Start of Given passage
L.A. City Council approves Mayor Karen Bass' budget, cutting 1,700 vacant positions

LOS ANGELES, CA - December 13, 2022: City Councilmember Bob Blumenfield right, talks with staff during LA City Council meeting on Tuesday, Dec. 13, 2022 in Los Angeles, CA. (Brian van der Brug / Los Angeles Times)
Los Angeles City Councilmember Bob Blumenfield, right, said the council approved a "bare-bones" budget on Thursday. (Brian van der Brug / Los Angeles Times)

The Los Angeles City Council signed off on Mayor Karen Bass' $12.8-billion budget on Thursday, cutting 1,700 vacant positions and engaging in a back-and-forth over police spending.

On a 12-3 vote, the council approved a spending plan that eliminates the positions at agencies responsible for animal shelters, public works, transportation programs, cultural activities, maintenance of city buildings and many other services. The cuts are not expected to result in layoffs.

The reductions were needed, in large part, to cover a series of pay increases for much of the city workforce — both police officers and civilian employees, including gardeners, clerks, mechanics, custodians, librarians and many others, according to the city's budget analysts. Those raises were negotiated by Bass and the council over the past year with the unions that represent those employees.

"There's no sugarcoating the reality that we face next year," said Councilmember Bob Blumenfield, who heads the council's five-member budget committee. "Services will remain stagnant at best, because we will be operating under a bare-bones budget."

Councilmembers Nithya Raman, Hugo Soto-Martínez and Eunisses Hernandez — who occupy the leftmost end of the council — all voted no, voicing dismay over the spending reductions.
End of Given passage
Start of Extracted entries
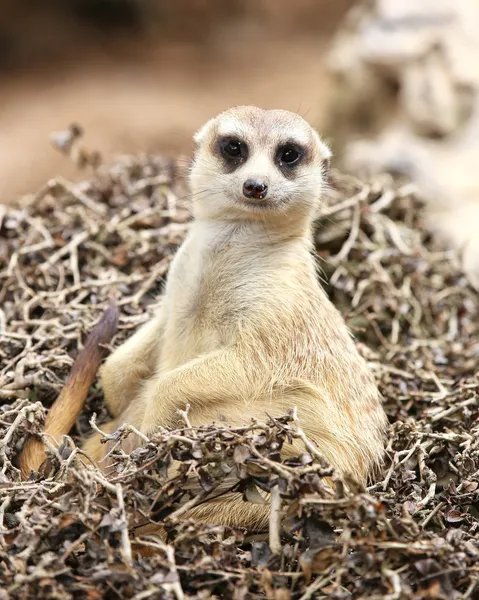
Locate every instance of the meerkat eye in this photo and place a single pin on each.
(233, 148)
(288, 155)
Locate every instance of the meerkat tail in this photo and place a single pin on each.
(66, 408)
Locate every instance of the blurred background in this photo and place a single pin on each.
(391, 84)
(142, 75)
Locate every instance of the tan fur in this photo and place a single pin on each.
(244, 328)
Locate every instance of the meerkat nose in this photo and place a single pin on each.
(252, 188)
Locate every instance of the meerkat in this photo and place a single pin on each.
(244, 328)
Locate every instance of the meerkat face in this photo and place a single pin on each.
(254, 163)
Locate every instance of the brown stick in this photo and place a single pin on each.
(66, 408)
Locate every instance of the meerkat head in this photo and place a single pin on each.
(252, 163)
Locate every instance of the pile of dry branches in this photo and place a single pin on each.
(67, 249)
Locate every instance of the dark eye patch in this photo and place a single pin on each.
(233, 151)
(288, 156)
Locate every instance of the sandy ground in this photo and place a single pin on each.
End of Extracted entries
• **Given problem A**:
Using the article on the Los Angeles budget, decide whether each statement agrees with it. Answer yes or no for each, and quote the deciding words.
(i) The council approved the spending plan on a 12-3 vote.
(ii) The position cuts are expected to lead to layoffs.
(iii) Bob Blumenfield heads a seven-member budget committee.
• **Given problem B**:
According to the article on the Los Angeles budget, how large is Mayor Karen Bass' budget?
• **Given problem C**:
Rewrite the paragraph beginning "The reductions were needed" from the article on the Los Angeles budget more briefly. Keep its main facts.
The rows are independent of the article on the Los Angeles budget and serve as separate material.

• **Written reply A**:
(i) Yes: "On a 12-3 vote, the council approved a spending plan"
(ii) No: "The cuts are not expected to result in layoffs."
(iii) No: "who heads the council's five-member budget committee"

• **Written reply B**:
$12.8 billion.

• **Written reply C**:
City budget analysts say the cuts were needed largely to cover pay raises for much of the city workforce. The raises cover both police officers and civilian employees such as gardeners, clerks, mechanics, custodians and librarians. Bass and the council negotiated them with the employees' unions over the past year.